**A run of records:**
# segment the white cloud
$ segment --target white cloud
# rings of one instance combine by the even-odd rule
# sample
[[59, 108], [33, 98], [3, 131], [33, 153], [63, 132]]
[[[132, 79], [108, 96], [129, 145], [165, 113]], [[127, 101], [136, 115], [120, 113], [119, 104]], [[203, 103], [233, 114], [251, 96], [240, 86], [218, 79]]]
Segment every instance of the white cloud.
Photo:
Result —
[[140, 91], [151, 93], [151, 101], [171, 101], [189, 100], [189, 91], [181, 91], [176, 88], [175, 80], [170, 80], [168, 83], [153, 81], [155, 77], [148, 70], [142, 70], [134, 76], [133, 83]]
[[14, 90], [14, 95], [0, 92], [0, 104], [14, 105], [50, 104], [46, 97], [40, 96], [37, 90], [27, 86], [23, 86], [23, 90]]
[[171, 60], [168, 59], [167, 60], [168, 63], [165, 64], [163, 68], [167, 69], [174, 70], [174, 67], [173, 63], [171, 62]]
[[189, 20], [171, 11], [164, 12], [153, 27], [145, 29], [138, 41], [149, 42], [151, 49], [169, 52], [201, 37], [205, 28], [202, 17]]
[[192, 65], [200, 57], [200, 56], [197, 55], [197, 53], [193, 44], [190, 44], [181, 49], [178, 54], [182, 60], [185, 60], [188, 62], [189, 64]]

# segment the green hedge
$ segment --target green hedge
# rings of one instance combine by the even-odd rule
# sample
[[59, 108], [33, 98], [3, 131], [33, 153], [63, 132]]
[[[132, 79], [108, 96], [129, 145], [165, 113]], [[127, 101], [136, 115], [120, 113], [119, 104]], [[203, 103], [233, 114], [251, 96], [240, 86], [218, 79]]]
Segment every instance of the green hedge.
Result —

**TASK DETAILS:** Present every line above as a numbered list, leaving out any blank lines.

**THE SOLUTION:**
1. # segment the white cloud
2. $ segment --target white cloud
3. # rings of one instance combine by the even-odd rule
4. # sample
5. [[59, 108], [33, 98], [3, 131], [33, 153], [63, 132]]
6. [[[132, 79], [108, 96], [129, 145], [165, 113]], [[127, 101], [136, 115], [120, 113], [119, 104]], [[203, 103], [233, 114], [251, 96], [240, 86], [218, 79]]]
7. Segment every instance of the white cloud.
8. Photo:
9. Result —
10. [[140, 91], [151, 93], [151, 101], [171, 101], [189, 100], [189, 91], [181, 91], [176, 88], [175, 80], [170, 80], [168, 83], [153, 81], [155, 77], [148, 70], [142, 70], [134, 76], [133, 83]]
11. [[14, 90], [14, 95], [0, 92], [0, 104], [14, 105], [50, 104], [46, 97], [40, 96], [37, 90], [27, 86], [23, 86], [23, 90]]
12. [[171, 60], [168, 59], [167, 60], [168, 63], [165, 64], [163, 68], [167, 69], [174, 70], [174, 67], [173, 63], [171, 62]]
13. [[189, 20], [171, 11], [164, 12], [153, 27], [145, 29], [138, 41], [149, 42], [151, 49], [169, 52], [201, 37], [205, 28], [202, 17]]
14. [[192, 65], [200, 57], [200, 56], [197, 55], [197, 53], [193, 44], [190, 44], [181, 49], [178, 54], [182, 60], [185, 60], [188, 62], [189, 64]]
15. # segment the green hedge
16. $ segment --target green hedge
17. # rings of one instance combine by the even-odd rule
18. # sample
19. [[59, 108], [33, 98], [3, 131], [33, 153], [63, 132]]
20. [[[132, 79], [108, 96], [129, 145], [165, 113]], [[127, 101], [136, 115], [120, 113], [119, 104]], [[203, 103], [233, 114], [251, 96], [240, 86], [218, 79]]]
21. Segment every instance of the green hedge.
22. Result —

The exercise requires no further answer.